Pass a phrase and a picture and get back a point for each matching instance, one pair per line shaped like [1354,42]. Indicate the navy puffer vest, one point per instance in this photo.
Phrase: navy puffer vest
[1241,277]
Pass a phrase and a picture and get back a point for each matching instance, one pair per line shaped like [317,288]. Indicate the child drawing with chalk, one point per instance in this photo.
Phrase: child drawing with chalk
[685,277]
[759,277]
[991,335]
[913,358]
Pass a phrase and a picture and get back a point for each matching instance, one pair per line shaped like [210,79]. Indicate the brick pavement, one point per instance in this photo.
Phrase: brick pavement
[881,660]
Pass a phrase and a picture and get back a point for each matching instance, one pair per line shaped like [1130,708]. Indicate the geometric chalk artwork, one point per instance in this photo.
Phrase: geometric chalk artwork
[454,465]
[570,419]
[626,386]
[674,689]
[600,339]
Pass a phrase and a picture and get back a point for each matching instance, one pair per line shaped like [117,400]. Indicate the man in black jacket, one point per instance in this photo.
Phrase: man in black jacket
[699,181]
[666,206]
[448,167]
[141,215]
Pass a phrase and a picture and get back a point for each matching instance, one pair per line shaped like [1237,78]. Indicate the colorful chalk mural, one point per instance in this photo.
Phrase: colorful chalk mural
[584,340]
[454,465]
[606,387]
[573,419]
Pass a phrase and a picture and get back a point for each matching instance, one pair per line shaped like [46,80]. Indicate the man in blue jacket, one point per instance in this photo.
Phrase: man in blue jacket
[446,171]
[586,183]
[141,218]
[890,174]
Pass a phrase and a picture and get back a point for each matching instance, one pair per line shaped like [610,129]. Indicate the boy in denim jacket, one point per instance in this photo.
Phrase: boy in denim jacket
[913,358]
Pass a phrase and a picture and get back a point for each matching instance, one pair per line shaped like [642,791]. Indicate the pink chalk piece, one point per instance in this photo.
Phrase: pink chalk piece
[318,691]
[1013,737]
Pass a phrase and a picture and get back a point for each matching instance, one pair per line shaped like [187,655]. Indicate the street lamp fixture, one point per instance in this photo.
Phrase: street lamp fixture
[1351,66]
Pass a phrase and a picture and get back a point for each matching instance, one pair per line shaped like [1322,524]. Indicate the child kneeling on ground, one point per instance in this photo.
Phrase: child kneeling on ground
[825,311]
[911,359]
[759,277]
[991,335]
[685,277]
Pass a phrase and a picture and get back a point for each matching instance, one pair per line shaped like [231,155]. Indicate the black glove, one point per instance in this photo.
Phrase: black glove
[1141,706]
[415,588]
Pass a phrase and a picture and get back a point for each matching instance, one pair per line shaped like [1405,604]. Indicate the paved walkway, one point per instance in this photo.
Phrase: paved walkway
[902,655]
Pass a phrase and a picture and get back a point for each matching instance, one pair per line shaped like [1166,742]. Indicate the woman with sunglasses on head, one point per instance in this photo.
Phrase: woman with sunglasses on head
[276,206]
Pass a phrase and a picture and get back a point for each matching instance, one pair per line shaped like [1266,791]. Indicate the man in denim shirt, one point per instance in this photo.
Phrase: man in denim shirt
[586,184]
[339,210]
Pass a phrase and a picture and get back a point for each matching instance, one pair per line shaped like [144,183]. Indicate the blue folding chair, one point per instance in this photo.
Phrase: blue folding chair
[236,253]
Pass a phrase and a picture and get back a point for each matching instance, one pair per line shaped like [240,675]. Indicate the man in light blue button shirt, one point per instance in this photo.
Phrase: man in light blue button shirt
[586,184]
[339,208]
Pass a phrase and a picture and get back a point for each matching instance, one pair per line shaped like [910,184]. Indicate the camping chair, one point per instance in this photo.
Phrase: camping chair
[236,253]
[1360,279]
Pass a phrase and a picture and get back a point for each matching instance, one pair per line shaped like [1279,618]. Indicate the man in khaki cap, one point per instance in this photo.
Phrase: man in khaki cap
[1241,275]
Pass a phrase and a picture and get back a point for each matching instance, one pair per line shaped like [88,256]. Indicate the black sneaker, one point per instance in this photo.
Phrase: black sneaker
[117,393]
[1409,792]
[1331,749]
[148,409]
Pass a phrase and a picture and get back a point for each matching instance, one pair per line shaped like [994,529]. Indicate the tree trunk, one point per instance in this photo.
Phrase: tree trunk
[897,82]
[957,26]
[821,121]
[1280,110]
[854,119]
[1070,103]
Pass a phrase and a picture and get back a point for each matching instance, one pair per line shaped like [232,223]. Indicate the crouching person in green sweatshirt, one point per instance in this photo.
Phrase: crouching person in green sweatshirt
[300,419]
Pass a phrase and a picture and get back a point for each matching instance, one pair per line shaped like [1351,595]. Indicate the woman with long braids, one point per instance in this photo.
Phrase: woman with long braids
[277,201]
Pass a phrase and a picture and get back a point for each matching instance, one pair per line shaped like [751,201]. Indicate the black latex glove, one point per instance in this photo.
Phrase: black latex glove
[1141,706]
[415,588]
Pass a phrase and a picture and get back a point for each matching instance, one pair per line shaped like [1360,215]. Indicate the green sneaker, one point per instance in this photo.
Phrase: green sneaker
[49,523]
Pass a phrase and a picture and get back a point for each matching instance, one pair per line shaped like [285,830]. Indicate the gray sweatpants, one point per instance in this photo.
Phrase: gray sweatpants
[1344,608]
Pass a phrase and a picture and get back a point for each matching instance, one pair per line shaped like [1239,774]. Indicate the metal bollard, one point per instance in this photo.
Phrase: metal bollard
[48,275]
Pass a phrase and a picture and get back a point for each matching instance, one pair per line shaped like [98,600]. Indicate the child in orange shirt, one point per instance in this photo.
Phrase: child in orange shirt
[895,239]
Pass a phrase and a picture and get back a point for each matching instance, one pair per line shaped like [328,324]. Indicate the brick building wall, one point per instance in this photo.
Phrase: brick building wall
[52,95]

+ + + + +

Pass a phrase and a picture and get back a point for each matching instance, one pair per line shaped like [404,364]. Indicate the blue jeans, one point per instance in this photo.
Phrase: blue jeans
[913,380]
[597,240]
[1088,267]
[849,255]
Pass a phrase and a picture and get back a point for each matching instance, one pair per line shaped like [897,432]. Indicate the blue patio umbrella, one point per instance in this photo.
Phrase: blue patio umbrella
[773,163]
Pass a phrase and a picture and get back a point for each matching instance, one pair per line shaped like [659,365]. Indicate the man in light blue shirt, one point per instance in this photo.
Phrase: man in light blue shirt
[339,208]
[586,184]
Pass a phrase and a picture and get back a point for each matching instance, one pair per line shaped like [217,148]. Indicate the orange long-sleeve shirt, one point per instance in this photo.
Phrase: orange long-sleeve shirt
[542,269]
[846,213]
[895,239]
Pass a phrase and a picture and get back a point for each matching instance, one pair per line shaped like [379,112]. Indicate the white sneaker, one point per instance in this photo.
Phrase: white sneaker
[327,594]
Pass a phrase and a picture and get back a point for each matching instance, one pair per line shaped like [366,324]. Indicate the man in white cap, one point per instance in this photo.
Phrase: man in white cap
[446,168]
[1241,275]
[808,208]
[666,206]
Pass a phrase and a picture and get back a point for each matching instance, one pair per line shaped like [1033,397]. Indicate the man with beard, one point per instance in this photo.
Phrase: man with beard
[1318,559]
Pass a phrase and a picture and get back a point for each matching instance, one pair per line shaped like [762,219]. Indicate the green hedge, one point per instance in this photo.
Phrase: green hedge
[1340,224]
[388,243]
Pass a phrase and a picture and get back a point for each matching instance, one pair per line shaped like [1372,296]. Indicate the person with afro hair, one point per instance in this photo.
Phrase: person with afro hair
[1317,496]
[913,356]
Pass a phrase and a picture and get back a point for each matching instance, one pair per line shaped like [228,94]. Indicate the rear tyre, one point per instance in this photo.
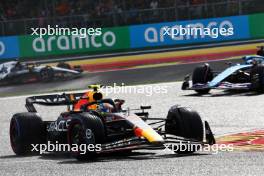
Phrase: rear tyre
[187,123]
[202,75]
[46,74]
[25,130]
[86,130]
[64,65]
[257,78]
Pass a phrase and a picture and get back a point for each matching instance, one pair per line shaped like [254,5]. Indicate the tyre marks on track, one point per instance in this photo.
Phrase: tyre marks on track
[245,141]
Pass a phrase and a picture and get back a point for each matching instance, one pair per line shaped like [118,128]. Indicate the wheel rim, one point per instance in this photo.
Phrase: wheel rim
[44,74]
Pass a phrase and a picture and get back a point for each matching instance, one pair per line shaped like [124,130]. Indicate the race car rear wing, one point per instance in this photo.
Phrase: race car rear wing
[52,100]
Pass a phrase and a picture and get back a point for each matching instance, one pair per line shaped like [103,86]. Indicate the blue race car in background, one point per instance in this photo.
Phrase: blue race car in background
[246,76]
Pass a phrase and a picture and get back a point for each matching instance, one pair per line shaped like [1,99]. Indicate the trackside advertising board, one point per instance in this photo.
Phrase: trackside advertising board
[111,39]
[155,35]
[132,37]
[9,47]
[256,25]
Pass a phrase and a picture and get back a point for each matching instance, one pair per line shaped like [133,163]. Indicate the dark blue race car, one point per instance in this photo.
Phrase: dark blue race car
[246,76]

+ + + + +

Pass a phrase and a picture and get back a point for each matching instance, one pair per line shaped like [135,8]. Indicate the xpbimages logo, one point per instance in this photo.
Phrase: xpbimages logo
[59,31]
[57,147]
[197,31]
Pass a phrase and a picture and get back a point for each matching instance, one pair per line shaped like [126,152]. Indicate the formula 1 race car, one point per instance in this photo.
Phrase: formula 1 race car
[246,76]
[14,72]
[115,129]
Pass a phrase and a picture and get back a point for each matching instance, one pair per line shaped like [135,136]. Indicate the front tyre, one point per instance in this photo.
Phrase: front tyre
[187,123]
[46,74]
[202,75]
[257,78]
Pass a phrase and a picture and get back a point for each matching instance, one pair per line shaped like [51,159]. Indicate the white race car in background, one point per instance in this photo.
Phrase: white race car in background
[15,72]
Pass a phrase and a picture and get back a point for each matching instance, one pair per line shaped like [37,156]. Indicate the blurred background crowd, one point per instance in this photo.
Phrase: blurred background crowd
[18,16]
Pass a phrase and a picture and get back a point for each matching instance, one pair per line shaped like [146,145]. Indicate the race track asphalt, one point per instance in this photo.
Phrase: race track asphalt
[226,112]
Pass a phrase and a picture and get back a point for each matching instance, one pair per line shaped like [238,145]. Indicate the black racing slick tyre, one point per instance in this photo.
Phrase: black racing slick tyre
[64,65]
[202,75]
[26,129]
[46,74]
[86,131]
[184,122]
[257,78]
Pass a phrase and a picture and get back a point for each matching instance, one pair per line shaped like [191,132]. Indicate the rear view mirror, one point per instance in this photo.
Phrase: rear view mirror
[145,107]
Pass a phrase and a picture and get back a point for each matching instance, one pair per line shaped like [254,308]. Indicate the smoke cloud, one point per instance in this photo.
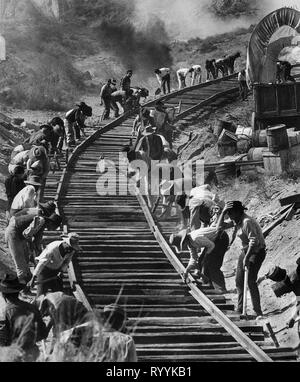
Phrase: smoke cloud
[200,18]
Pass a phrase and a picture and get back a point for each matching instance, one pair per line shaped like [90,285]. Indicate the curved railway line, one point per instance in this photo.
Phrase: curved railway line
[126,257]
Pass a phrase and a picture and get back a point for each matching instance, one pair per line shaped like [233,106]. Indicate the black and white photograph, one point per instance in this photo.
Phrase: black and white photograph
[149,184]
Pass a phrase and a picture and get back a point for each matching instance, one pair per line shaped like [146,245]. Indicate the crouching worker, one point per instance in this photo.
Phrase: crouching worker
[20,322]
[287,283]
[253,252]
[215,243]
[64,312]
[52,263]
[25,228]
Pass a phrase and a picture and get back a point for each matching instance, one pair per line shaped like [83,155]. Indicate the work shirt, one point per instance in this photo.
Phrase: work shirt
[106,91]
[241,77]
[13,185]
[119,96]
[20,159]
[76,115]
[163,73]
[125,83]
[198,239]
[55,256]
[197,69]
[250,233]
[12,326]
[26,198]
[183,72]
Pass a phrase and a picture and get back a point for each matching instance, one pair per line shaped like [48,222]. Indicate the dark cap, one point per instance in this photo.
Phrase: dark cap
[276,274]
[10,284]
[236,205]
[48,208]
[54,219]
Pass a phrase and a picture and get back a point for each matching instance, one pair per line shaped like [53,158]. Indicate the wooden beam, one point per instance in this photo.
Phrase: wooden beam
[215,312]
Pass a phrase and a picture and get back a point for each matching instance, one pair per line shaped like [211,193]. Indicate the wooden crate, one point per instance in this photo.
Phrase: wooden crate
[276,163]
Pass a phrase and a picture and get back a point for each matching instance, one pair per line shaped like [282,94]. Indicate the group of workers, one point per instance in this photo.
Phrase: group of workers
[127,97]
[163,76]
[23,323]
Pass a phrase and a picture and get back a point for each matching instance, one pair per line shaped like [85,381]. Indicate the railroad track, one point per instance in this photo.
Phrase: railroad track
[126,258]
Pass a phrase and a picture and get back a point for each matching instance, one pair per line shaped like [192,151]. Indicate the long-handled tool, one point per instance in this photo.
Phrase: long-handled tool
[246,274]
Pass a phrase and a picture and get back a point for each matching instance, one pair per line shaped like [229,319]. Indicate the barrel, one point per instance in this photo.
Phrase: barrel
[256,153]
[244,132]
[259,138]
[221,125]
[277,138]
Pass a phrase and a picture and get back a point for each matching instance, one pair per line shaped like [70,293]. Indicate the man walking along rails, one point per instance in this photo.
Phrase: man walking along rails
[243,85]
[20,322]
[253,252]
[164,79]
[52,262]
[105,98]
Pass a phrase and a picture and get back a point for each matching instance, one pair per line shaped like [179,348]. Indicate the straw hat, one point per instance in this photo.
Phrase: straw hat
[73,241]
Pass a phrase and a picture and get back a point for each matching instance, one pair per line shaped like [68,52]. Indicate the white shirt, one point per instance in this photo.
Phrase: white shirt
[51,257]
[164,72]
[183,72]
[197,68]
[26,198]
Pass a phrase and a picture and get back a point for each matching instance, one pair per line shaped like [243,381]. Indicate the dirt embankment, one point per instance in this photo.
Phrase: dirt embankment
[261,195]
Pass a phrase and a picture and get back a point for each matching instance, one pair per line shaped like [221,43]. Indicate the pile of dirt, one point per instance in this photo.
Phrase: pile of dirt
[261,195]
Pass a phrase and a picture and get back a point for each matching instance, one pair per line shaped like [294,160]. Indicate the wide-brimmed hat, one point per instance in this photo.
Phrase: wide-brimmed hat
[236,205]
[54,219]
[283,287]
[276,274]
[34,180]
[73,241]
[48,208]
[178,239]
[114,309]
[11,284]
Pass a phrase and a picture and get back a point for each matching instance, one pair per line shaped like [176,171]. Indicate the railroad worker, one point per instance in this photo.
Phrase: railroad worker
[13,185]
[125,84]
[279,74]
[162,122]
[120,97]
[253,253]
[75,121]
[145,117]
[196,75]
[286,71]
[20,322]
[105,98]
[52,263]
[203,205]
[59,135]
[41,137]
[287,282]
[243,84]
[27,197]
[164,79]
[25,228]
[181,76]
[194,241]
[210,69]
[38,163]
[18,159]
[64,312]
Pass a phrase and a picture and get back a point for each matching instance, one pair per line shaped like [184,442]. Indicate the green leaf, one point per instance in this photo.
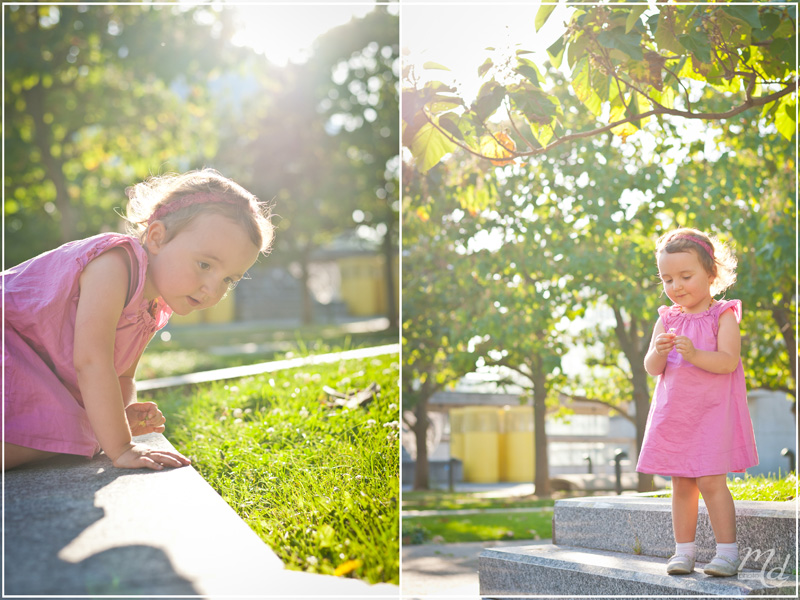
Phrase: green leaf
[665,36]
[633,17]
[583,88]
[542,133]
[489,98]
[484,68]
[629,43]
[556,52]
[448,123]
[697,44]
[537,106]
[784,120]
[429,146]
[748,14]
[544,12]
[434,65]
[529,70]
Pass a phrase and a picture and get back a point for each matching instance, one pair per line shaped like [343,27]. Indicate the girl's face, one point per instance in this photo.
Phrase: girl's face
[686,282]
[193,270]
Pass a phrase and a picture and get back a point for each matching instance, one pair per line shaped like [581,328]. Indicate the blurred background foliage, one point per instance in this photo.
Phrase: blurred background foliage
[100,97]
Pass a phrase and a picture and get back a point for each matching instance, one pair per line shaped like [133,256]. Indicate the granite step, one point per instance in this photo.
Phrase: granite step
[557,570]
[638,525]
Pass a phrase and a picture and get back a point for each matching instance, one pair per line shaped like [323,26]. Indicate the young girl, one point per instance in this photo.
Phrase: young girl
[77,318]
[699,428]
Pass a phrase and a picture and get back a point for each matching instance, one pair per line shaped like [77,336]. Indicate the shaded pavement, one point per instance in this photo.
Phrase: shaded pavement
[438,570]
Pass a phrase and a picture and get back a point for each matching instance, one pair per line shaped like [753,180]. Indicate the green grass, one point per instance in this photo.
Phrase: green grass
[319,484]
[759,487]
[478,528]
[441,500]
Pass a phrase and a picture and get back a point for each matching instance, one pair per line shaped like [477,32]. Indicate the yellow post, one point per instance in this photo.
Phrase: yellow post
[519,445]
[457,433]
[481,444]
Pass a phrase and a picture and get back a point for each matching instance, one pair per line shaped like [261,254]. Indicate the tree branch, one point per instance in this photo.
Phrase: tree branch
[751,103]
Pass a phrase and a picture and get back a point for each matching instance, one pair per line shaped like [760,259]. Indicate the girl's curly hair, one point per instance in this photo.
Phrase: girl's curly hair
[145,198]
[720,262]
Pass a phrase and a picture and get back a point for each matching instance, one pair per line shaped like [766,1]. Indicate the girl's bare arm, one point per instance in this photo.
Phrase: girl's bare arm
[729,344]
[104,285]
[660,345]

+ + + + +

*Given instruction*:
Count the lines in the items above that contain the string “curly”, and reply with that number only.

*Written response*:
2